### About this task
Set down the listing again, word for word.

### Data for this task
▬▬▬

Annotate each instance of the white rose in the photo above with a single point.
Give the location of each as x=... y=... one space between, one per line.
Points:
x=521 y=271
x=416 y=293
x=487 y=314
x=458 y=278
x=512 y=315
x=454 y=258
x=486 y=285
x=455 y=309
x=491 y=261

▬▬▬

### Solution to the problem
Annotate each instance of the white rose in the photo above with a single point.
Give the location of each as x=... y=... one space between, one per line.
Points:
x=521 y=271
x=416 y=293
x=487 y=314
x=458 y=278
x=512 y=315
x=454 y=258
x=486 y=285
x=455 y=309
x=491 y=261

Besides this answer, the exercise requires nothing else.